* [SOURCE MATERIAL]
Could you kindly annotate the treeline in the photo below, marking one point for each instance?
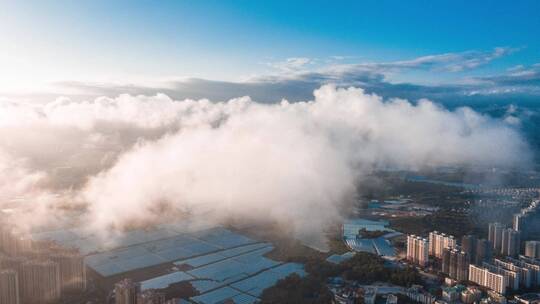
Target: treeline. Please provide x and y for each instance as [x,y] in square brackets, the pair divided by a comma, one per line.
[364,267]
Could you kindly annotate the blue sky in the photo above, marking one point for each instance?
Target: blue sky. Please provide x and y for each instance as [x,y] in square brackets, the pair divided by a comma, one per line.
[148,44]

* [AIM OF THE TASK]
Each line in the records above should be reproduced exactly; images are not copied.

* [FINISHED ANSWER]
Could you kindly annotate the treeline in the photo below, marking one point for each instance?
Target: treeline. Please provide x and y for each instance as [x,y] in square brackets, the pair divided by a comma, one per line.
[364,267]
Could you kindly annotate the blue sky in the photo above, marking one point for each instance?
Target: blue sky. Please provide x and y for each instance as [x,y] in square brackets, the pair divided by a comma, one per line.
[148,44]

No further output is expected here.